- Exercise requirements: Look for "visible" in each line of the records, and copy the lines that have it.

[Saved entries]

Segment Open

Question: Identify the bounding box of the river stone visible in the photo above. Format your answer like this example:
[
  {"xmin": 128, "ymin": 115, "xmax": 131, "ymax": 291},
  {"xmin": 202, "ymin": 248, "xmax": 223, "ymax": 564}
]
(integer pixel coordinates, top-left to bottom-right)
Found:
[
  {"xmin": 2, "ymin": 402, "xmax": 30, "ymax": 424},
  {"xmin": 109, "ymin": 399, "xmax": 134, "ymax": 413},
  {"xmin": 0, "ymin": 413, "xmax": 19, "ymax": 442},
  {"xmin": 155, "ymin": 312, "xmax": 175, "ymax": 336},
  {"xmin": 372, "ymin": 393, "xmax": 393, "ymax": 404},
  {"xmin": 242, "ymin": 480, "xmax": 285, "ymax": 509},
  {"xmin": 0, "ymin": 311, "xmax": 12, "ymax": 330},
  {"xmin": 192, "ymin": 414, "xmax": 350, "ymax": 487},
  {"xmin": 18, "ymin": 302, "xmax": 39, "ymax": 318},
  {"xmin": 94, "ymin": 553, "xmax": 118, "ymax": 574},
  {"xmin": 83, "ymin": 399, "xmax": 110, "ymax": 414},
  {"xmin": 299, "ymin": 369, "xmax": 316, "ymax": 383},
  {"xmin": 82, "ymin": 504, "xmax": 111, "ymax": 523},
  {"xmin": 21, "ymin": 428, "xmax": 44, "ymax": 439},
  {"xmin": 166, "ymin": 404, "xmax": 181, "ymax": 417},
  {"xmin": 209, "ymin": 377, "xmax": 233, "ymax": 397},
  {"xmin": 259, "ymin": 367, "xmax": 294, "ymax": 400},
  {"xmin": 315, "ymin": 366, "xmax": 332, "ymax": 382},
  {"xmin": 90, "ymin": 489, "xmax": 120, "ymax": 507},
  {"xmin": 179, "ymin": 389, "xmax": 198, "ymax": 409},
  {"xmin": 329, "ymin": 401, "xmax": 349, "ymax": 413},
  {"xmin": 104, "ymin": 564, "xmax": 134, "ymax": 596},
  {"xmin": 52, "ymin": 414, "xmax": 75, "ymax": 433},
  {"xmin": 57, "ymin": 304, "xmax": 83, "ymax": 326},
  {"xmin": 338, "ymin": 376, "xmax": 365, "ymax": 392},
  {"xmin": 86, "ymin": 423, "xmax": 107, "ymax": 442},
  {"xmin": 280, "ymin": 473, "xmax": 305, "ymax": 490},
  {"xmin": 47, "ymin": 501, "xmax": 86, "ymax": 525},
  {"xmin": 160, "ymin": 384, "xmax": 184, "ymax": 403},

Segment Closed
Segment Open

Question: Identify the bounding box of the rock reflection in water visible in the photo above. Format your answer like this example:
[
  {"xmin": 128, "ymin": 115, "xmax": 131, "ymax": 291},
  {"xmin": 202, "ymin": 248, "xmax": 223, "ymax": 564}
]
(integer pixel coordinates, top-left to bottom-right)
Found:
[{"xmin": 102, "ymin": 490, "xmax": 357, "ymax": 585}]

Segment Closed

- Written reply:
Question: Identify the bounding box of the river stone visible in the photo above. Format your answer like this example:
Question: Identify the bounding box of the rock reflection in water visible in the photo above. Format your answer like this example:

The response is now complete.